TO DO: Recast the listing below as a JSON list of strings with one string per line, skipping blank lines and leaving out the pictures.

TASK MATERIAL:
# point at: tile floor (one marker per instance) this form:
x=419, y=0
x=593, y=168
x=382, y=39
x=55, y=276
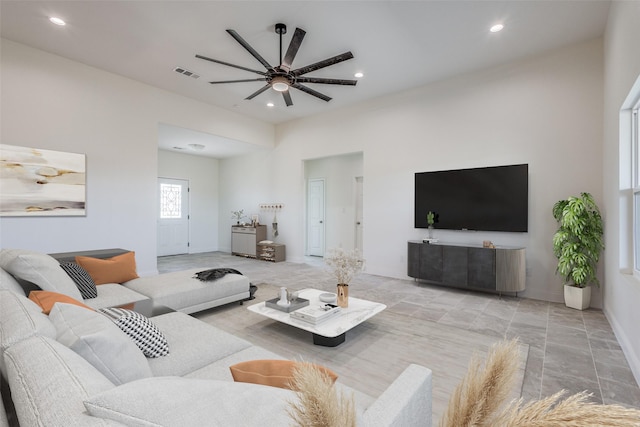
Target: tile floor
x=568, y=349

ANSWER:
[
  "# point at: tile floor (one marker per instance) this form:",
  "x=419, y=0",
  "x=593, y=168",
  "x=382, y=39",
  "x=55, y=276",
  "Target: tile floor",
  "x=568, y=349"
]